### Problèmes à résoudre
**1.** Indiquez si chacune des affirmations suivantes est conforme à l'article sur Le Cid, par oui ou par non, en citant mot pour mot les termes décisifs : (a) Le Cid n'avait pas été représenté depuis 1919 ; (b) l'Opéra de Paris a financé une production maison pour cette reprise ; (c) le décor est signé Emmanuelle Favre.
**2.** Poursuivez l'article sur Le Cid à partir de sa dernière phrase.

### Texte de la page
-- -- --

En programmant Le Cid de Massenet créé au Palais Garnier et jamais représenté depuis 1919, l’Opéra de Paris est pleinement dans son rôle de conservatoire de l’opéra français, honorant une création ayant eu lieu à Garnier, quand la plupart des opéras de cette période qui ont laissé quelque trace ont été créés à l’Opéra Comique. Il est donc tout aussi légitime de le représenter sur le lieu même de sa création.
On peut discuter du choix du titre, mais cette saison, deux œuvres peu ou pas jouées du répertoire français ont les honneurs de la scène et c’est heureux : le mois prochain en effet, le Roi Arthus de Chausson sera enfin créé à l’Opéra de Paris. Paris découvrira une œuvre à laquelle la capitale n’a eu droit qu’en version de concert grâce à Radio France (tiens…tiens..) en 1981. Il faut donc saluer vigoureusement l’initiative de Nicolas Joel, auteur d’une saison par ailleurs assez pâle.
Mais voilà, en programmant Le Cid, les choix de Nicolas Joel laissent percevoir que cette reprise sera sans doute isolée, puisqu’on est allé chercher à Marseille la production, sans financer de production maison, même si pour l’occasion, distribution et chef sont au-delà de toute éloge.
Car la production de Charles Roubaud est de celles qui méritent de rester au magasin des accessoires. Transposée dans une Espagne des années trente, pré-franquiste, on y brandit force drapeaux, on y voit des soldats et l’armée, des cardinaux et donc l’église, des coteries, des rivalités, un Roi, une infante et un certain nombre de petits héritiers du genre Las Meninas (ou Los Meninos) à la mode 1930, de jolis meubles et un décor ma foi assez efficace pour le genre, signé Emmanuelle Favre.

-- -- --

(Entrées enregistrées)
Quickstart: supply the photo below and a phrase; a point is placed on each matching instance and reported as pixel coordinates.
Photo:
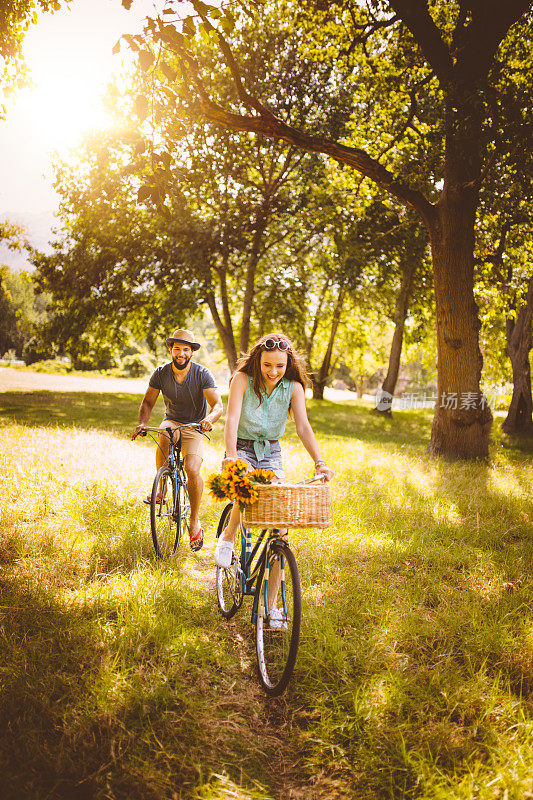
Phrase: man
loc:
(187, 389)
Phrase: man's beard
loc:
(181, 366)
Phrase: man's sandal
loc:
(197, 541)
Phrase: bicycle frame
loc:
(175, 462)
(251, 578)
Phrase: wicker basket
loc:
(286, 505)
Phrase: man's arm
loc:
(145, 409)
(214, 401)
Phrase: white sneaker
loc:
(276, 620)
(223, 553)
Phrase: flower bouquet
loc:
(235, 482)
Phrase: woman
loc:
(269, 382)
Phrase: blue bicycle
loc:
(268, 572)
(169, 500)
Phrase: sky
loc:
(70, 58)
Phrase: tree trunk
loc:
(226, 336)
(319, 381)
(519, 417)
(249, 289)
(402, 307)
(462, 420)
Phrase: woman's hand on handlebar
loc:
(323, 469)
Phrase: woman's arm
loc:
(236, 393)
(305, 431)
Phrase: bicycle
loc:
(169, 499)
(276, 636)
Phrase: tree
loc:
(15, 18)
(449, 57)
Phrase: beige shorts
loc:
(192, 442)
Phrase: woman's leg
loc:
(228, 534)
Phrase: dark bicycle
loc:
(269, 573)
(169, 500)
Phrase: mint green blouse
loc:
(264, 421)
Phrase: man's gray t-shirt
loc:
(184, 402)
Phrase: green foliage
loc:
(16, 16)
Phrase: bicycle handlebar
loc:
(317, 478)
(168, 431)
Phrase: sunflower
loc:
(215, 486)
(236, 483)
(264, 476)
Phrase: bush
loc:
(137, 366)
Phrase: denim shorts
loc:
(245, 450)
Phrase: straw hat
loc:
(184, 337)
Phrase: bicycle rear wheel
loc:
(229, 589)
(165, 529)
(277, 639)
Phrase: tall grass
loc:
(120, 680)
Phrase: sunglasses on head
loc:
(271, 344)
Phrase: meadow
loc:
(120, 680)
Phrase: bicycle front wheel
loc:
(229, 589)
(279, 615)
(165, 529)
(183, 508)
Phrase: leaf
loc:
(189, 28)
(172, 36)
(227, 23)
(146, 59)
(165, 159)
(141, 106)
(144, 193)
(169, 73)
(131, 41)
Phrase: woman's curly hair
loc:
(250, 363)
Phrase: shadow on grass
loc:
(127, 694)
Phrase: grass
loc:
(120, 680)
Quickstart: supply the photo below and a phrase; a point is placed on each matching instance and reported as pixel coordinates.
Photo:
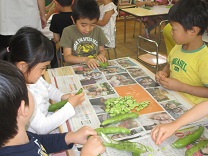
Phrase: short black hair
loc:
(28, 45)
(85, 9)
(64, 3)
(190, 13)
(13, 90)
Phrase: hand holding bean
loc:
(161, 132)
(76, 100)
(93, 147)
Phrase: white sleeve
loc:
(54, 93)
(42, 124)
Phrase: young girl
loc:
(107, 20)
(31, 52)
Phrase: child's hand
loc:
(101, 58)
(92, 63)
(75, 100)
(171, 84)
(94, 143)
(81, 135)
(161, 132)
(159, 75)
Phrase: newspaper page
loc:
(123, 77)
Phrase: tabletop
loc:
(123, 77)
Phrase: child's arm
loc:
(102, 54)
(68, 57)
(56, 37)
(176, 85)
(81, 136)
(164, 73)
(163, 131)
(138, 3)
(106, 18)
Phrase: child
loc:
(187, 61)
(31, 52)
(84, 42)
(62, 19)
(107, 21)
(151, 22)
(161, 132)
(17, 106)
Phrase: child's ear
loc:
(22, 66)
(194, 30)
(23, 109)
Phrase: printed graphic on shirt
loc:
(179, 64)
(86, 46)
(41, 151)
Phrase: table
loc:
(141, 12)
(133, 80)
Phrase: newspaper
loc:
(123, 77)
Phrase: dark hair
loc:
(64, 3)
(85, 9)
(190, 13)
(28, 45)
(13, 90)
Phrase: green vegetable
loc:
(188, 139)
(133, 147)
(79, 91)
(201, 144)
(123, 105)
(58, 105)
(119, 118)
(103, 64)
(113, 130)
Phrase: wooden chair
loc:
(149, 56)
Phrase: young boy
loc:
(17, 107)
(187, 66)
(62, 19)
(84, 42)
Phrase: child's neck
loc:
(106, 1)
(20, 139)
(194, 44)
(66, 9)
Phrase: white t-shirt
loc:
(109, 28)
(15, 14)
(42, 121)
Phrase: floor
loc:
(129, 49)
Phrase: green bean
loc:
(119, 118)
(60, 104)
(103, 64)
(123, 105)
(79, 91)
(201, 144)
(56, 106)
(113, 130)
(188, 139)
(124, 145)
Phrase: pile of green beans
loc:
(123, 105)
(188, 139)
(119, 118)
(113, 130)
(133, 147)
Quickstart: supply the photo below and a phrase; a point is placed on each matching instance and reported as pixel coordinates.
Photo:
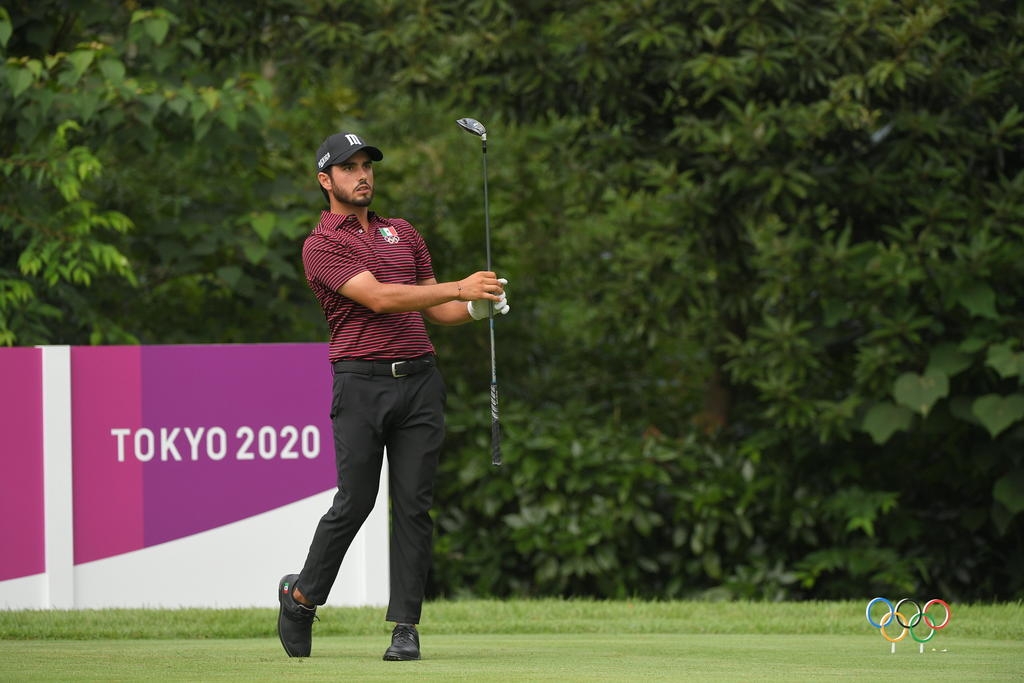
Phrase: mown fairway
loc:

-- -- --

### Réponses par tâche
**1.**
(a) Oui : « jamais représenté depuis 1919 ».
(b) Non : « on est allé chercher à Marseille la production, sans financer de production maison ».
(c) Oui : « un décor ma foi assez efficace pour le genre, signé Emmanuelle Favre ».

**2.**
De mise en scène, pas grand chose, de direction d’acteurs, pas grand chose non plus : les chanteurs sont laissés à eux mêmes avec leurs gestes traditionnels, bras ouverts, main sur le cœur. Bref, de l’archi réchauffé, du tout venant sans véritable intérêt qui ne dérange personne : on préfère hurler contre Warlikowski ou Marthaler, parce que l’intelligence dérange plus que la médiocrité. la scène finale à ce propos est digne de la pire des opérettes.
Par ailleurs en affichant Roberto Alagna dans le rôle, et Michel Plasson en fosse, Joel (et maintenant Lissner) s’assurait du succès (mérité d’ailleurs dans ce(s) cas ce soir). Personne à l’évidence ne venait pour une mise en scène, comme si la mise en scène était la cinquième roue du carrosse, sauf quand elle réveille ceux qui sont assoupis.
Un soin tout particulier en effet a été apporté à la réalisation musicale.
Je n’ai personnellement que peu d’affinité avec cette musique, même si certains moments (ouverture, acte III) me sont apparus plus intéressants. L’espagnolade du IVème acte est même vraiment pénible, vu le sujet.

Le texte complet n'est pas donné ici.